■ **Exercise**
Reproduce the material below with each occurrence of "christmas ornament" changed to "holiday bauble" and all other text left unaltered. Omit the pictures from the reproduction.

■ **Source records**
____
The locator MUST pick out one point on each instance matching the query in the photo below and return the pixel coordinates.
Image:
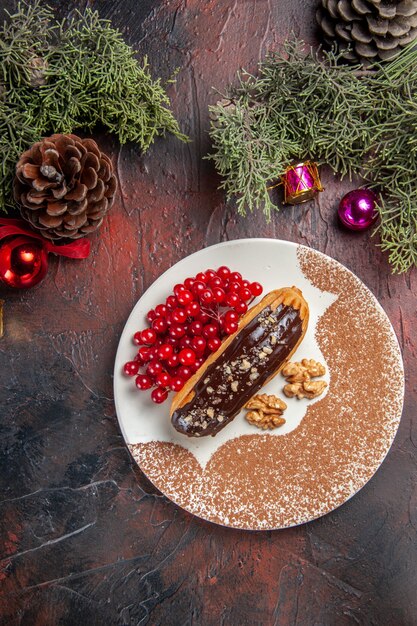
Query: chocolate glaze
(239, 372)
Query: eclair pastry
(268, 334)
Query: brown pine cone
(64, 185)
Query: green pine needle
(60, 77)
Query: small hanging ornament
(358, 209)
(24, 254)
(301, 182)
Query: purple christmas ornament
(357, 209)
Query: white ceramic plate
(244, 477)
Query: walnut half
(266, 411)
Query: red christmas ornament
(24, 254)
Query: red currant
(236, 276)
(219, 294)
(137, 338)
(210, 330)
(187, 356)
(232, 299)
(198, 344)
(150, 316)
(193, 309)
(198, 287)
(185, 297)
(245, 293)
(196, 327)
(159, 395)
(148, 336)
(179, 316)
(163, 379)
(185, 372)
(171, 302)
(230, 327)
(161, 310)
(173, 361)
(145, 353)
(177, 383)
(165, 351)
(177, 331)
(241, 307)
(131, 368)
(201, 277)
(143, 382)
(223, 272)
(214, 344)
(154, 368)
(189, 282)
(256, 289)
(160, 325)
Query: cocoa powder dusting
(264, 481)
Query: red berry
(177, 383)
(209, 275)
(230, 327)
(159, 395)
(198, 287)
(185, 297)
(185, 372)
(171, 302)
(219, 294)
(145, 353)
(137, 338)
(143, 382)
(196, 327)
(245, 293)
(234, 287)
(206, 296)
(201, 277)
(173, 361)
(214, 344)
(150, 316)
(165, 351)
(148, 336)
(154, 368)
(193, 309)
(160, 325)
(236, 277)
(256, 289)
(179, 316)
(231, 316)
(223, 272)
(232, 299)
(198, 344)
(177, 331)
(178, 289)
(187, 356)
(210, 330)
(189, 282)
(131, 368)
(241, 307)
(161, 310)
(163, 379)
____
■ **In response**
The locator MUST pick out one point on each instance matching the query in the photo below and return the pixel coordinates.
Image:
Query: chocolate glaze
(239, 372)
Query: eclair pastry
(268, 334)
Query: brown pine cone
(64, 185)
Query: green pine needle
(60, 77)
Query: small hanging ornament
(358, 209)
(24, 254)
(301, 182)
Query: purple holiday bauble
(357, 209)
Query: white ceramic plate
(244, 477)
Query: walnut half
(266, 411)
Query: red holiday bauble
(24, 254)
Query: red currant
(236, 276)
(219, 294)
(137, 338)
(210, 330)
(187, 356)
(232, 299)
(198, 344)
(150, 316)
(193, 309)
(198, 287)
(185, 297)
(245, 293)
(196, 327)
(159, 395)
(148, 336)
(179, 316)
(163, 379)
(185, 372)
(171, 302)
(230, 327)
(161, 310)
(173, 361)
(145, 353)
(177, 383)
(165, 351)
(177, 331)
(241, 307)
(131, 368)
(201, 277)
(143, 382)
(223, 272)
(214, 344)
(154, 368)
(189, 282)
(256, 289)
(160, 325)
Query: cocoa powder dusting
(264, 481)
Query: red berry
(177, 383)
(209, 275)
(230, 327)
(159, 395)
(198, 287)
(185, 297)
(185, 372)
(171, 302)
(219, 294)
(145, 353)
(137, 338)
(143, 382)
(196, 327)
(245, 293)
(234, 287)
(206, 296)
(201, 277)
(173, 361)
(214, 344)
(150, 316)
(165, 351)
(148, 336)
(154, 368)
(193, 309)
(160, 325)
(236, 277)
(256, 289)
(179, 316)
(231, 316)
(223, 272)
(232, 299)
(198, 344)
(177, 331)
(178, 289)
(187, 356)
(210, 330)
(189, 282)
(131, 368)
(241, 307)
(161, 310)
(163, 379)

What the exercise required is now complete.